▶ [AVAILABLE RECORDS]:

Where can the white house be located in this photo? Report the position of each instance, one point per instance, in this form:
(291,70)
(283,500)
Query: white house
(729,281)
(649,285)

==

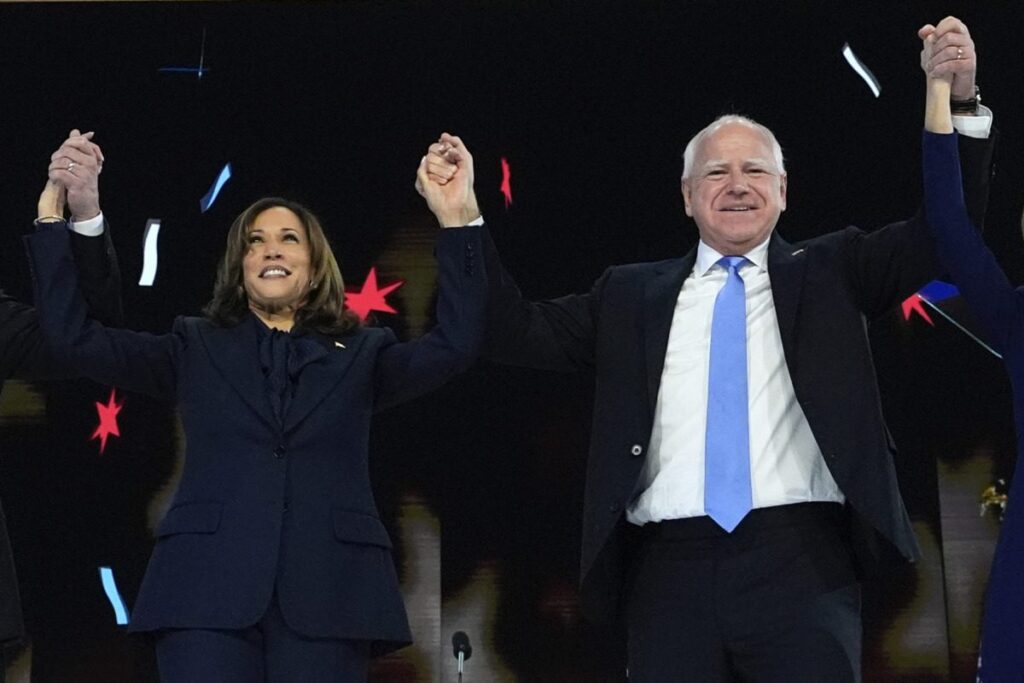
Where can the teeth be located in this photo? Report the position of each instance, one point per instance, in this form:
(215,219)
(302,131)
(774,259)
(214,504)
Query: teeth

▶ [EXERCISE GOAL]: Pick each line holding the word "located" out of the listing.

▶ [ANSWER SECTION]:
Where can the white house be located in this photo? Report the position of each instance, one point per instance, in this form:
Where can the teeth be located in this photo? Report the position of each instance, one point per instance, in this form:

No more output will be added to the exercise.